Gather every line from the items below that contains the word "covered", and copy each of those lines in full.
============
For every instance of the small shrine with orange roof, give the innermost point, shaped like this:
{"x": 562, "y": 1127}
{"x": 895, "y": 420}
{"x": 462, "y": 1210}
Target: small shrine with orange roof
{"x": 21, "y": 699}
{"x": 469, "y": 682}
============
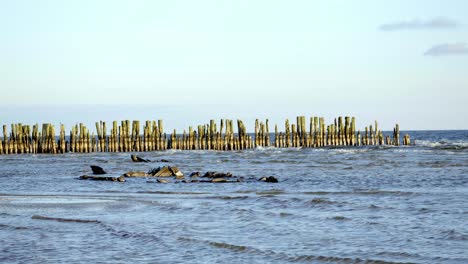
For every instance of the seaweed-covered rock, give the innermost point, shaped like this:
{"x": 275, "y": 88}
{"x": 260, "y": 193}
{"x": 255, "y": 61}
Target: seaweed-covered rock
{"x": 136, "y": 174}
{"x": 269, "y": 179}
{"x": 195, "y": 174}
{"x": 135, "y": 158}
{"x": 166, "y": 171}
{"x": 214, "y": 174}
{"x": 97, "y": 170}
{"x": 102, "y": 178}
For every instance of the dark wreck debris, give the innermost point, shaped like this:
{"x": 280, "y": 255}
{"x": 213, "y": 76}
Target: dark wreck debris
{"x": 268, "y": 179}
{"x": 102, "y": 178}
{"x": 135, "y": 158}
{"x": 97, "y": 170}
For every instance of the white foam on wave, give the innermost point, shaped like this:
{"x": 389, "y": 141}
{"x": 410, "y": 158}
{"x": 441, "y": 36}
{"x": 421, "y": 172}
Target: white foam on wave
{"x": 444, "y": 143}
============
In response:
For every instance of the seaweed-covered rock, give the innermost point, shaped like this:
Target: seaweed-covered rock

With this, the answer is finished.